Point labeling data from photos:
────
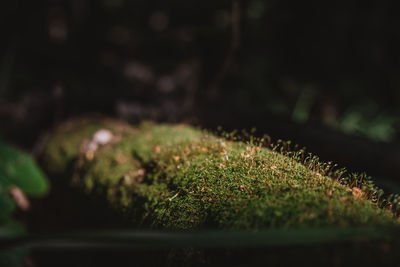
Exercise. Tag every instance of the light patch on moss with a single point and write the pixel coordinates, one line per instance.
(179, 177)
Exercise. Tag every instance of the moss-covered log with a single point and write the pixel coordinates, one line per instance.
(180, 177)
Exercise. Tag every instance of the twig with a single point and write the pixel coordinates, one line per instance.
(213, 88)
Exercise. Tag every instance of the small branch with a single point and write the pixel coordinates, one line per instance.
(213, 88)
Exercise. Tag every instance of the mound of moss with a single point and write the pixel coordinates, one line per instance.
(178, 177)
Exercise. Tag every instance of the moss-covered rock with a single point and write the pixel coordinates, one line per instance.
(179, 177)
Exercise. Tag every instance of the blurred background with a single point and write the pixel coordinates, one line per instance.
(325, 75)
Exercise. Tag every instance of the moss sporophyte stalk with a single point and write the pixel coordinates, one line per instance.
(177, 177)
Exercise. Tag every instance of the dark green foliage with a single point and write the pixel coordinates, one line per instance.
(17, 169)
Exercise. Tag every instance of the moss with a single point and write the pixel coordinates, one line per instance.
(179, 177)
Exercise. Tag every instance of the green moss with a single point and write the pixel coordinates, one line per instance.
(179, 177)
────
What you should do>
Rewrite the entries above as a two-column CSV headed instruction and coordinates, one row per entry, with each entry's text and its answer in a single quoted field and line breaks replaced by spaces. Leave out the pictures.

Expected answer>
instruction,coordinates
"Exercise. Tag every instance of the light patch on moss with a single point and write the pixel coordinates, one line per instance.","(179, 177)"
"Exercise. Tag every instance of the moss-covered log with a single point and write the pixel coordinates, one line per instance.","(180, 177)"
"Exercise. Tag every instance of the twig with a single point and write the pixel coordinates, one line per instance.","(213, 88)"
"Exercise. Tag every instance of the small branch with a single point and write the pixel coordinates, one line per instance.","(213, 88)"
"Exercise. Tag every instance of the mound of moss with a single point and write the pixel coordinates, one line per instance.","(178, 177)"
"Exercise. Tag every instance of the moss-covered rock with a single point and write the pixel coordinates, one line per instance.","(179, 177)"
"Exercise. Tag every instance of the blurred background with a single point and write the pixel coordinates, one line per instance.","(325, 75)"
"Exercise. Tag every instance of the moss sporophyte stalk with a single point and write the pixel coordinates, one line per instance.","(177, 177)"
"Exercise. Tag every instance of the dark green foliage with a single point and write the pixel coordinates, one line per instance.","(17, 169)"
"Exercise. Tag every instance of the moss with a single point and write the pixel coordinates, one line per instance.","(179, 177)"
"Exercise. Tag every instance of the green moss with a single point and write the pixel coordinates, one line per instance.","(179, 177)"